WHAT YOU WILL DO:
Each entry below needs to be reproduced exactly as given.

BEGIN DATA SECTION

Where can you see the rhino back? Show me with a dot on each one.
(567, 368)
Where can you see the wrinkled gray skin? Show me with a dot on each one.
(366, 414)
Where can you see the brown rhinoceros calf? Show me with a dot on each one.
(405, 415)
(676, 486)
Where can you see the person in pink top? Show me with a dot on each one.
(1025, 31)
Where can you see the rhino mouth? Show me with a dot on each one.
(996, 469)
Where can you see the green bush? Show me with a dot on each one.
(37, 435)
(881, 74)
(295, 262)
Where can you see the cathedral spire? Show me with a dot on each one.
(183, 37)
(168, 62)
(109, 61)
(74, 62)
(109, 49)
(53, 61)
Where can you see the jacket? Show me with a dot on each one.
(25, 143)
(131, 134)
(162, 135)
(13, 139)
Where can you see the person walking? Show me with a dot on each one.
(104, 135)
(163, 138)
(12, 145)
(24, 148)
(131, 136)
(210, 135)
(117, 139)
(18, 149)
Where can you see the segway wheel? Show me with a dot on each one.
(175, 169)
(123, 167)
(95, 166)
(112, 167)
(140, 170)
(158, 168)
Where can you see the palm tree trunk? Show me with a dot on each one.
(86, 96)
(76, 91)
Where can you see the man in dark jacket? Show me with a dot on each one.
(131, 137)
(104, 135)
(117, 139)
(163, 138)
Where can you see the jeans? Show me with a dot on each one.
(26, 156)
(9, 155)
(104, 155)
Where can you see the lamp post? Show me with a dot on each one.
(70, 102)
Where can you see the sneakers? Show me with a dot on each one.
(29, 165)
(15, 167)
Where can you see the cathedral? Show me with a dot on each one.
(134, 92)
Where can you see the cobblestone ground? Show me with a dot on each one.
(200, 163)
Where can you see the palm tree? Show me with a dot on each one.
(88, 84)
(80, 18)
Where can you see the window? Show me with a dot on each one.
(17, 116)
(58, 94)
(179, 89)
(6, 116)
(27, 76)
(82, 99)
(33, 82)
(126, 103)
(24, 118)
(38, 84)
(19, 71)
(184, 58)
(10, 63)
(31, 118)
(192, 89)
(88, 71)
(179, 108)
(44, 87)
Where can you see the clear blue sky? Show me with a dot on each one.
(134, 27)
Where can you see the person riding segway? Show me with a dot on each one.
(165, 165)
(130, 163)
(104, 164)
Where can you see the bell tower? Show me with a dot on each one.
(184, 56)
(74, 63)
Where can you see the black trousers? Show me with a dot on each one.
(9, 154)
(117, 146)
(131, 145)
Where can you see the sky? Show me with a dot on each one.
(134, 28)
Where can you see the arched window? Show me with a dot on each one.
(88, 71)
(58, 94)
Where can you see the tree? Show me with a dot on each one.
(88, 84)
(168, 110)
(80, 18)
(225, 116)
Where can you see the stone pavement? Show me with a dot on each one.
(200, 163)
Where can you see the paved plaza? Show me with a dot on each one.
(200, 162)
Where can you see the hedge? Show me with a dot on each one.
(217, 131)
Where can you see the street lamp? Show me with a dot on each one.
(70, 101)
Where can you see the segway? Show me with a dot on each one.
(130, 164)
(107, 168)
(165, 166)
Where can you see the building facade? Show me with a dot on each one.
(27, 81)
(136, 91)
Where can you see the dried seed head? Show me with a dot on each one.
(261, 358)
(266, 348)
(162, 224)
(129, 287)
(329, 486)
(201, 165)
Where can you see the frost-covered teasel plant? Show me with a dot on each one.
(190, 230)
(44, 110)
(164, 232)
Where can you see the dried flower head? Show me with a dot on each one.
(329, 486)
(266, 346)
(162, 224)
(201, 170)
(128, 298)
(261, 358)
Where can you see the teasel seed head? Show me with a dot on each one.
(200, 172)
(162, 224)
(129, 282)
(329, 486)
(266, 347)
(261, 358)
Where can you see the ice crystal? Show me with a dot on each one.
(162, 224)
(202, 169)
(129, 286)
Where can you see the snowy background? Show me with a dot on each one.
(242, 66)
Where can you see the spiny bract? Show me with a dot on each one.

END DATA SECTION

RESULT:
Where can you see the rhino back? Show me with a dot on each one.
(567, 368)
Where can you see the wrinkled gray skin? Show me with a dot on each one.
(366, 414)
Where can you see the brown rhinoceros calf? Show me with a dot on each one.
(405, 415)
(676, 486)
Where can you see the person in pink top? Show me with a dot on each one.
(1025, 31)
Where can you see the rhino mouth? Show me with a dot on each one.
(996, 469)
Where can you see the green bush? Show me with a dot on each one.
(37, 435)
(881, 74)
(295, 262)
Where can you see the cathedral spire? Show me with a dot on each one.
(183, 37)
(168, 62)
(109, 61)
(74, 62)
(109, 49)
(53, 61)
Where can you see the jacket? Show me with a dot on each one.
(25, 143)
(131, 134)
(162, 135)
(13, 139)
Where can you see the person walking? Show me with a dot on each one.
(104, 135)
(163, 138)
(12, 145)
(24, 148)
(131, 136)
(210, 135)
(117, 139)
(18, 149)
Where can you see the segway wheel? Show me with a dot on each one.
(175, 169)
(123, 167)
(95, 166)
(112, 167)
(140, 170)
(158, 168)
Where can you see the palm tree trunk? Show me with a dot on each one.
(86, 96)
(76, 91)
Where can you see the man in dark jacket? Show me with a dot on each one.
(131, 137)
(104, 135)
(117, 139)
(163, 138)
Where can you see the jeans? Show me with a dot on each one.
(26, 156)
(9, 155)
(104, 155)
Where can you see the lamp post? Show me with a dot on each one.
(70, 102)
Where can you see the sneakers? Show me with a dot on each one.
(29, 165)
(15, 167)
Where can you see the cathedral? Show me with a dot on each one.
(134, 92)
Where can you see the cobblestone ground? Show me with a dot on each one.
(200, 163)
Where can you see the palm tree? Show me with a dot on each one.
(88, 84)
(80, 18)
Where can you see the window? Show me with a dot on each one.
(17, 116)
(58, 94)
(179, 89)
(6, 116)
(27, 76)
(82, 99)
(33, 82)
(126, 103)
(24, 118)
(38, 84)
(19, 71)
(184, 58)
(10, 63)
(31, 118)
(192, 89)
(88, 71)
(179, 108)
(44, 87)
Where can you see the clear blue sky? Show me with a dot on each one.
(134, 27)
Where can you see the person riding segway? Show me with a dot on each one.
(165, 165)
(130, 163)
(104, 164)
Where can you see the bell tower? Show me with a dot on each one.
(184, 56)
(74, 63)
Where can you see the black trousers? Show me with a dot on each one.
(9, 154)
(117, 146)
(131, 145)
Where can you see the sky? Show me with a dot on each one.
(134, 28)
Where can you see the arched window? Show me with a dot on each one.
(88, 71)
(58, 94)
Where can you see the tree? Show me with a dot on each one.
(88, 84)
(168, 110)
(80, 18)
(225, 116)
Where can you see the stone pavement? Show me with a dot on each one.
(200, 163)
Where can you see the paved plaza? Show me with a dot on each one.
(200, 162)
Where can you see the hedge? Show me with a dot on each one.
(217, 131)
Where can you see the street lamp? Show me with a dot on each one.
(70, 101)
Where can you see the segway? Show me with a dot on each one.
(130, 164)
(107, 168)
(165, 166)
Where can you see the building facade? Show me with a dot on each one.
(27, 81)
(136, 91)
Where can you see the dried seed head? Show me with a dot on each one.
(261, 358)
(266, 348)
(162, 224)
(129, 287)
(329, 486)
(201, 165)
Where can you see the frost-covered teasel plant? Show me with a dot on each one.
(190, 230)
(44, 110)
(164, 232)
Where can you see the dried flower head? Show me with a dot on each one.
(329, 486)
(266, 346)
(162, 224)
(201, 170)
(128, 298)
(261, 358)
Where can you see the teasel seed head? Show me with a dot on each one.
(200, 172)
(162, 224)
(129, 282)
(329, 486)
(266, 347)
(261, 358)
Where can you see the ice crystal? Show me with a dot on each one.
(162, 224)
(202, 169)
(129, 286)
Where can you see the snowy background? Show me with a dot on each one.
(242, 66)
Where can you see the spiny bract? Show me with a dot on each one.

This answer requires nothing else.